Across the listing, count the lines that include the string "door". Give nothing besides the number.

________________

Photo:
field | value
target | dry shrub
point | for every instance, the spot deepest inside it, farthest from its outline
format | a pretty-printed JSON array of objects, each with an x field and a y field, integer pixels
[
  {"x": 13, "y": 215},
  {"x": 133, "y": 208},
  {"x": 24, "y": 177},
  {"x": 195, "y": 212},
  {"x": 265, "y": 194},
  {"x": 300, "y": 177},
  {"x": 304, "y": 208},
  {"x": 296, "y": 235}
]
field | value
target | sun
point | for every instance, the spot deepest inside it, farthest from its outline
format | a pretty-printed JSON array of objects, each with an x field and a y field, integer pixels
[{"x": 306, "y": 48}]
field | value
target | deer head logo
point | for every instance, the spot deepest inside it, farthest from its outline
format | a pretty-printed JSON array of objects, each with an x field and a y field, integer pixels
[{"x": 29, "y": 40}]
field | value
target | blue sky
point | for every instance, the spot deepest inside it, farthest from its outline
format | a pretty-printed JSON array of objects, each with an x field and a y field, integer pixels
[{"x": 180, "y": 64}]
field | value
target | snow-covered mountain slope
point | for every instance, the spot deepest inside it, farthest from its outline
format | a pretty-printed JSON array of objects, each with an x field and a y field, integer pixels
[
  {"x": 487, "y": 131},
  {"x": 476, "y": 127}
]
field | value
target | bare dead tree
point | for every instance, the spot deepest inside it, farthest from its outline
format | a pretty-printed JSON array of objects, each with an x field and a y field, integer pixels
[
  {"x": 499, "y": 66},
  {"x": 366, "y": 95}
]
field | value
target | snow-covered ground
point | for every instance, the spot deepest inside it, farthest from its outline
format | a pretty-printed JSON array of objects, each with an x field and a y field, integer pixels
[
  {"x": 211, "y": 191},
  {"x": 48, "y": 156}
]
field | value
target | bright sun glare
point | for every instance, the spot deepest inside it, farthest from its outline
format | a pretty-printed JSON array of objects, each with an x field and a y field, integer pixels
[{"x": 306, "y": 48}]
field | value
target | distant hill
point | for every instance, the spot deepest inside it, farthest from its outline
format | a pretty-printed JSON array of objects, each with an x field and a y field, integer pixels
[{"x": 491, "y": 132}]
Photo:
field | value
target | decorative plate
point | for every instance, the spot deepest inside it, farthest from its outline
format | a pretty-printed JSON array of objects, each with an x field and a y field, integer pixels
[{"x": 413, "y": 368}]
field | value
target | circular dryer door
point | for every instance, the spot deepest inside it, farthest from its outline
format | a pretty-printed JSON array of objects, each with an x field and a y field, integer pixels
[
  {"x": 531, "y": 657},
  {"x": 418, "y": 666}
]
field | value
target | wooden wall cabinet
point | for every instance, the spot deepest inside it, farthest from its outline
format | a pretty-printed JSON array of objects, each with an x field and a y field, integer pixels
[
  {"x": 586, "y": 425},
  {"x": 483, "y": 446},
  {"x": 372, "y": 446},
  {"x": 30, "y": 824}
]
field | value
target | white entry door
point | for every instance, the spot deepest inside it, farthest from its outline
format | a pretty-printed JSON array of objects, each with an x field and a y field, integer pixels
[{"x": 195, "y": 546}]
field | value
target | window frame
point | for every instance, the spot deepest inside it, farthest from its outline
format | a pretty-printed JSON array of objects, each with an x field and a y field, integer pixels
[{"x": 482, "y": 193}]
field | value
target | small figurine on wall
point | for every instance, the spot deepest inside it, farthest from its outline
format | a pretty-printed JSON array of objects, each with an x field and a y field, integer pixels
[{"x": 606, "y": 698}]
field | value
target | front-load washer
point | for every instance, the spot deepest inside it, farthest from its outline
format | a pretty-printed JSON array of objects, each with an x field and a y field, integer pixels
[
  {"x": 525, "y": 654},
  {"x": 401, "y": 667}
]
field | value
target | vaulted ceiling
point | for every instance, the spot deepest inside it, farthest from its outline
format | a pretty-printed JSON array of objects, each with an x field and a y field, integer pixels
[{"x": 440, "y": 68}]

________________

» **REPLY TO THE TASK**
2